-- GIVEN REQUEST --
Starting with the line that contains "mowed lawn stripe." and continuing through the end of the rows, express those rows as a two-column CSV with the headers input_text and expected_output. Give one line per row, with each field in double quotes and any line breaks replaced by spaces.

Picture shape labeling items
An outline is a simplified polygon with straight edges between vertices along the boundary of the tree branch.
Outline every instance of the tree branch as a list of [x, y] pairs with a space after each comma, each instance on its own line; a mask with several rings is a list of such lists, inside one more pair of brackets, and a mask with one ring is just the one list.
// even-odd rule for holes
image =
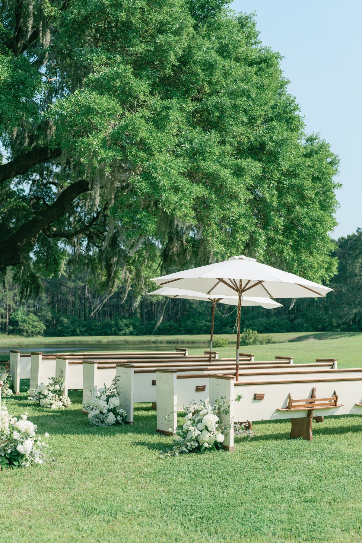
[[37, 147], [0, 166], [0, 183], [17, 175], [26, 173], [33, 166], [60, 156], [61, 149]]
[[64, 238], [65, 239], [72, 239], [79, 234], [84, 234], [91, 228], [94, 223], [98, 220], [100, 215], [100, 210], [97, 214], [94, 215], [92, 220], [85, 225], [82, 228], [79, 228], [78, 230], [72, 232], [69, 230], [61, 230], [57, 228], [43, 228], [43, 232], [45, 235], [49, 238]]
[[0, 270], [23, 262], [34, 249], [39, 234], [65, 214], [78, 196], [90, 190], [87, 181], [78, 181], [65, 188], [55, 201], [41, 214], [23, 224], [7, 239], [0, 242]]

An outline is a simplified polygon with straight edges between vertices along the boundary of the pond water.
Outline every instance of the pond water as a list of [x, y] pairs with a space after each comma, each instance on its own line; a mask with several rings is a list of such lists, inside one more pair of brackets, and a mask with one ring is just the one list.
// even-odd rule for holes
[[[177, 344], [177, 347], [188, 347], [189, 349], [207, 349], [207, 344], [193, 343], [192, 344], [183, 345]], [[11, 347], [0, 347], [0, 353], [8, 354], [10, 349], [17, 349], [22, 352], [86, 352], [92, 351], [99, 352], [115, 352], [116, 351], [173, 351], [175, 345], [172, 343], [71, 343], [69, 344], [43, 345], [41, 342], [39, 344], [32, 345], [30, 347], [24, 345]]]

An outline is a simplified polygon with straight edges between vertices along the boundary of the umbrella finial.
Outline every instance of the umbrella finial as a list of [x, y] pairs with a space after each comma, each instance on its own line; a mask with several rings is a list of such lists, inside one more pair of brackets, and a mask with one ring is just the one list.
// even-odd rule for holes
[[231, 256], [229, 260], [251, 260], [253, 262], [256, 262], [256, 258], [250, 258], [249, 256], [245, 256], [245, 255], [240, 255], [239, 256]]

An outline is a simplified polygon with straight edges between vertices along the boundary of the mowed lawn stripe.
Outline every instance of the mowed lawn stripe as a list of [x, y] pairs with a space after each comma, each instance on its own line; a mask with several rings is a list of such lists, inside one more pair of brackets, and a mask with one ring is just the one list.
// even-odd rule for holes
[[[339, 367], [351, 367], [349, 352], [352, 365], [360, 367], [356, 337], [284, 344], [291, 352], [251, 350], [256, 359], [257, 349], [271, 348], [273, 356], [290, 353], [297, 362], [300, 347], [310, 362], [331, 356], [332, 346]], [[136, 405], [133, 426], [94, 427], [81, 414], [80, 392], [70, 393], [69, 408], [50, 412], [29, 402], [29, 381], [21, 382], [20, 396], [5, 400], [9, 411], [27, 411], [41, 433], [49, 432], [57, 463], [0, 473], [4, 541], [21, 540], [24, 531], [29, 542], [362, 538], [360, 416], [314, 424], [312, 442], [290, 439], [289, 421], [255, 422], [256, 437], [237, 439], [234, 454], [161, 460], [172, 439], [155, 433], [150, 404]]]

-- ANSWER TO THE PROBLEM --
input_text,expected_output
"An outline is a simplified polygon with straight edges between vertices along the boundary of the mowed lawn stripe. Outline every instance of the mowed lawn stripe as a list of [x, y] pairs with a space after each comma, each instance on its own line; a mask with several rings is a list of such lists, inside one more pair of brackets, and a mask with one ring is just the one list. // even-odd rule for holes","[[[339, 367], [351, 367], [349, 352], [352, 365], [360, 367], [356, 337], [284, 344], [291, 352], [251, 350], [256, 359], [257, 349], [271, 348], [273, 356], [290, 353], [297, 362], [300, 347], [310, 362], [331, 356], [332, 346]], [[136, 405], [133, 426], [94, 427], [81, 414], [80, 392], [70, 393], [69, 408], [50, 412], [29, 402], [29, 381], [21, 382], [20, 396], [5, 400], [9, 411], [27, 411], [41, 433], [49, 432], [57, 463], [0, 473], [4, 541], [21, 540], [24, 531], [29, 542], [362, 538], [360, 416], [314, 424], [312, 442], [290, 439], [289, 421], [255, 422], [256, 437], [237, 439], [234, 454], [161, 460], [172, 439], [155, 433], [150, 404]]]"